Nothing may be left out of the listing below but its images; repeat the rest exactly.
______________________________
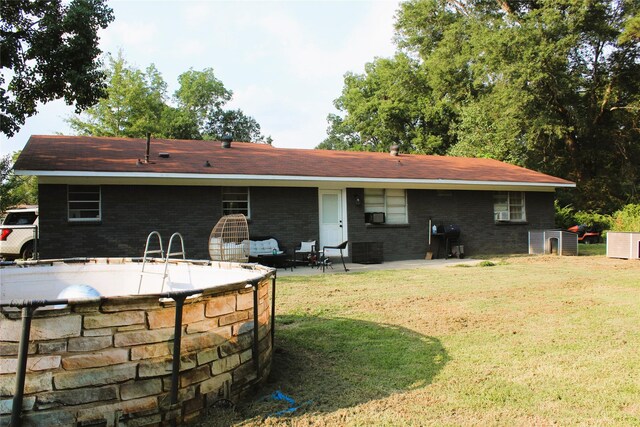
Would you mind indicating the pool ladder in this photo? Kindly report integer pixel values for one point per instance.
(160, 251)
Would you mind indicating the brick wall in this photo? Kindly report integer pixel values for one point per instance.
(130, 213)
(472, 211)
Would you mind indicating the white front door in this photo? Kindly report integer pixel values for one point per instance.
(333, 229)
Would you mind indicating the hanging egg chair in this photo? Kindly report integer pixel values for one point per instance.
(229, 239)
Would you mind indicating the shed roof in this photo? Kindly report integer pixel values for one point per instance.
(84, 156)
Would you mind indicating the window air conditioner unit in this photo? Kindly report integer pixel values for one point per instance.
(374, 217)
(502, 216)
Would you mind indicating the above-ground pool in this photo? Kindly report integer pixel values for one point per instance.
(101, 338)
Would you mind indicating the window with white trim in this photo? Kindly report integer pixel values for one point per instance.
(84, 203)
(235, 200)
(508, 206)
(393, 202)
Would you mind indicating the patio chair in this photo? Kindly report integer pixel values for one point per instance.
(307, 250)
(324, 258)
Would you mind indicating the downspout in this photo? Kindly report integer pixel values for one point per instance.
(273, 309)
(256, 354)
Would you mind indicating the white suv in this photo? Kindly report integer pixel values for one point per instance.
(18, 233)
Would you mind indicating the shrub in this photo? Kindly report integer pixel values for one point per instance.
(627, 219)
(566, 217)
(594, 220)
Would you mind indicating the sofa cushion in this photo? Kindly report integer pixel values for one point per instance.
(263, 247)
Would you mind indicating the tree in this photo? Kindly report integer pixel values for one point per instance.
(136, 102)
(235, 123)
(49, 51)
(15, 190)
(554, 86)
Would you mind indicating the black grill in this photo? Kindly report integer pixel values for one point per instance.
(449, 231)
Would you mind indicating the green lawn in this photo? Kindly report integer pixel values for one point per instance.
(527, 341)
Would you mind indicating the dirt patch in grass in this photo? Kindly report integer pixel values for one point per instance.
(528, 341)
______________________________
**EXPECTED ANSWER**
Would you mind indicating the pool ladder in this photo? Kindly report integer pixel values for one point per instance.
(160, 251)
Would you mind indicating the brick wall in this photo? Kindly report integer pixel values for one point per instance.
(130, 213)
(472, 211)
Would you mind indicating the white front door in this photo? Kindly report integer pixel values for one point per instance.
(333, 229)
Would you mind indicating the hanging egg chair in this photo? Kindly report integer pixel values for one point per instance.
(229, 239)
Would you mind indicating the shed roof in this photo? Kindly report integer pixel values for one point per instance.
(84, 156)
Would you mind indicating the window air conditioner unit in this photo? Kindly report integer pixel values for one point per instance.
(374, 217)
(502, 216)
Would you mind indicating the above-ground pool in this photo? Kindly report integer pixel values for one point per instance.
(101, 338)
Would you mind indicating the window with white trim in this photo? Kindly report integer pixel values for one point per instance.
(84, 203)
(235, 200)
(508, 206)
(393, 202)
Would you mind indicating the patio chair in this photo? Kindly report integer pixel values for one point per instance.
(307, 250)
(324, 258)
Would you mind indicating the downspout in this photo? Kindly report integer pixel values for one point per instance.
(273, 309)
(256, 354)
Would you mind indicating the white suv in this photo? Kindly report integer pixel values for one point per instance.
(18, 233)
Would you mind indicating the shrub in this photo? Kindly report integer pixel values for one point per instance.
(627, 219)
(566, 217)
(594, 220)
Would you mind indicating the sofa cushion in this photo? Kindly report integer pixel values for one point per instance.
(263, 247)
Would you mind indicating the tree in this photo? Kindly report integer pixel values for one point per instance.
(136, 102)
(235, 123)
(49, 51)
(15, 190)
(554, 86)
Would you mind indicating the black grill in this photo? Kindly report integer pixel values for one point per instance.
(449, 231)
Would you mind indicating the green lawn in this photo? Kindly report integer pixel values for one point per instance.
(527, 341)
Would you mind indicating the dirt patch in grass in this photo? Kindly report integer pixel values for one point per instance.
(528, 341)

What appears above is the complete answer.